WORK REQUIRED — Convert every line of the rows below into a numbered list, leaving out any blank lines.

Stored items —
/---

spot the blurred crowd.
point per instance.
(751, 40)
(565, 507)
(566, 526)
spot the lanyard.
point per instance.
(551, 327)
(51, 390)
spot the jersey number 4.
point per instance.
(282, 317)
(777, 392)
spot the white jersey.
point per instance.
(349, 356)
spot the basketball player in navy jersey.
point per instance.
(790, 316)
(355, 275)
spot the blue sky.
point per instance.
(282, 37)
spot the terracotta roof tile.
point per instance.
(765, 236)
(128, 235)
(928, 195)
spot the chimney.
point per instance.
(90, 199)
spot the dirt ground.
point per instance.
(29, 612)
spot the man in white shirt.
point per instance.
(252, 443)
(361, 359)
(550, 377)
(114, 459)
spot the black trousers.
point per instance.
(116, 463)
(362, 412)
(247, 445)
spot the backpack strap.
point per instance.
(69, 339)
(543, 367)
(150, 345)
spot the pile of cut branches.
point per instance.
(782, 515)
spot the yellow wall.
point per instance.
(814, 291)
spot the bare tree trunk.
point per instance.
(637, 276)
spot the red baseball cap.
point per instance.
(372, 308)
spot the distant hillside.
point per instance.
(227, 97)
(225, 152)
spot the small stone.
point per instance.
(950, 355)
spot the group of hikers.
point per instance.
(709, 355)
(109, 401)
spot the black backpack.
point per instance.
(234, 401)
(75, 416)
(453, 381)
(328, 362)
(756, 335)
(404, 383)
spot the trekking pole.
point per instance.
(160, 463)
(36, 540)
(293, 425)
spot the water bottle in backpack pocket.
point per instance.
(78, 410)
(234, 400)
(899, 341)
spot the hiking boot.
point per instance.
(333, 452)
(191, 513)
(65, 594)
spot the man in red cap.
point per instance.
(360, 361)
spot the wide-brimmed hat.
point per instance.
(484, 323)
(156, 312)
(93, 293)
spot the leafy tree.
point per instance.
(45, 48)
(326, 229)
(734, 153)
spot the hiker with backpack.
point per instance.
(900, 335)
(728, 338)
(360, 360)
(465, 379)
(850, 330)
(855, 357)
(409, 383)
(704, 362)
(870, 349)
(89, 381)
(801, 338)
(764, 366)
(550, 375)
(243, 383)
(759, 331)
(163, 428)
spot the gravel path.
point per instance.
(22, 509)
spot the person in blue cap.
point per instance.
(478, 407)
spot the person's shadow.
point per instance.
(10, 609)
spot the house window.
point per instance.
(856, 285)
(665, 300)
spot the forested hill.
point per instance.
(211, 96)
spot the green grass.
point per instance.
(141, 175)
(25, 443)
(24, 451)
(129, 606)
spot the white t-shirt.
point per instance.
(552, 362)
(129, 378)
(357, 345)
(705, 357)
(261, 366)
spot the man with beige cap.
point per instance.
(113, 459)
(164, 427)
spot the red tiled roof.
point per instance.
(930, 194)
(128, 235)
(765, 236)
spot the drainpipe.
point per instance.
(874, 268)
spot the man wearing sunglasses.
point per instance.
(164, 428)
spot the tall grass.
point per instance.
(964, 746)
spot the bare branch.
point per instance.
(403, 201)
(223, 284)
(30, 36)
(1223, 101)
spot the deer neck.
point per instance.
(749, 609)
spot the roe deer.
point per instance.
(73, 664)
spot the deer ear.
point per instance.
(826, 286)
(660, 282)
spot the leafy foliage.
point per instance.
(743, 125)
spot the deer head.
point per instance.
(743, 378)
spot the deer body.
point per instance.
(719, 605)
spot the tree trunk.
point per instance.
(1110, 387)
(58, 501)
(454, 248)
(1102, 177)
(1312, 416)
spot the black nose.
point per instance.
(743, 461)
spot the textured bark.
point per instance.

\---

RESULT FOR THIS EXERCISE —
1. spot the blurred crowd.
2. point per instance.
3. (751, 40)
4. (565, 507)
5. (566, 526)
6. spot the lanyard.
7. point per instance.
8. (551, 327)
9. (51, 390)
10. spot the jersey number 4.
11. point per instance.
12. (282, 317)
13. (777, 392)
14. spot the white jersey.
15. point per instance.
16. (349, 356)
17. spot the basketball player in navy jersey.
18. point per instance.
19. (790, 316)
20. (355, 275)
21. spot the blue sky.
22. point per instance.
23. (282, 37)
24. spot the terracotta roof tile.
25. point per instance.
26. (765, 236)
27. (128, 235)
28. (928, 195)
29. spot the chimney.
30. point per instance.
31. (90, 199)
32. spot the dirt ground.
33. point per instance.
34. (29, 612)
35. spot the man in white shirt.
36. point per instance.
37. (252, 443)
38. (361, 359)
39. (550, 377)
40. (114, 459)
41. spot the black trousers.
42. point per instance.
43. (116, 463)
44. (362, 412)
45. (247, 445)
46. spot the backpack strap.
47. point per instance.
48. (69, 339)
49. (543, 367)
50. (150, 345)
51. spot the pile of cut branches.
52. point per instance.
53. (782, 515)
54. spot the yellow wall.
55. point per instance.
56. (814, 291)
57. spot the bare tree trunk.
58. point per instance.
59. (637, 276)
60. spot the red baseball cap.
61. point per instance.
62. (372, 308)
63. spot the distant hillside.
64. point per instance.
65. (227, 97)
66. (225, 152)
67. spot the small stone.
68. point per instance.
69. (950, 355)
70. spot the group of hikers.
71. point per instance.
72. (709, 355)
73. (109, 401)
74. spot the black backpack.
75. point per instance.
76. (234, 401)
77. (75, 416)
78. (453, 381)
79. (328, 362)
80. (756, 335)
81. (404, 383)
82. spot the trekking pole.
83. point per instance.
84. (160, 463)
85. (36, 540)
86. (293, 425)
87. spot the water bottle in backpack pocket.
88. point per instance.
89. (78, 410)
90. (234, 400)
91. (899, 341)
92. spot the hiking boot.
93. point per instance.
94. (333, 452)
95. (191, 513)
96. (65, 594)
97. spot the man in red cap.
98. point per instance.
99. (360, 361)
100. spot the wide-brimmed hat.
101. point per instance.
102. (484, 323)
103. (156, 312)
104. (93, 293)
105. spot the leafy tree.
106. point per instance.
107. (45, 48)
108. (326, 229)
109. (734, 153)
110. spot the hiker with backpack.
111. point per instance.
112. (900, 335)
113. (728, 338)
114. (360, 360)
115. (465, 379)
116. (850, 330)
117. (855, 357)
118. (409, 383)
119. (704, 362)
120. (870, 349)
121. (89, 381)
122. (801, 338)
123. (764, 366)
124. (550, 375)
125. (243, 383)
126. (759, 331)
127. (163, 428)
128. spot the gravel path.
129. point per instance.
130. (22, 509)
131. spot the person in blue cap.
132. point per instance.
133. (478, 407)
134. spot the person's shadow.
135. point per instance.
136. (10, 609)
137. spot the house window.
138. point per instance.
139. (856, 285)
140. (665, 300)
141. spot the forested hill.
142. point per instance.
143. (211, 96)
144. spot the green grass.
145. point per instance.
146. (141, 175)
147. (25, 443)
148. (24, 451)
149. (129, 606)
150. spot the white t-shirt.
151. point per instance.
152. (552, 362)
153. (129, 378)
154. (357, 345)
155. (705, 357)
156. (261, 366)
157. spot the man with beige cap.
158. point per instance.
159. (113, 459)
160. (164, 427)
161. spot the red tiled roof.
162. point per instance.
163. (930, 194)
164. (128, 235)
165. (765, 236)
166. spot the drainpipe.
167. point per instance.
168. (874, 268)
169. spot the man wearing sunglasses.
170. point per instance.
171. (164, 428)
172. spot the tall grass.
173. point per instance.
174. (964, 746)
175. spot the bare branch.
176. point per instance.
177. (403, 201)
178. (223, 284)
179. (30, 36)
180. (1223, 101)
181. spot the deer neck.
182. point per instance.
183. (749, 609)
184. spot the roe deer.
185. point per instance.
186. (73, 664)
187. spot the deer ear.
188. point per instance.
189. (826, 286)
190. (660, 282)
191. spot the leafy foliage.
192. point per instance.
193. (743, 125)
194. spot the deer head.
195. point per instance.
196. (743, 378)
197. spot the deer body.
198. point per instance.
199. (719, 605)
200. spot the tree trunk.
201. point per instance.
202. (1110, 387)
203. (58, 501)
204. (454, 248)
205. (1102, 177)
206. (1312, 416)
207. spot the black nose.
208. point per instance.
209. (743, 461)
210. spot the textured bark.
211. point per instance.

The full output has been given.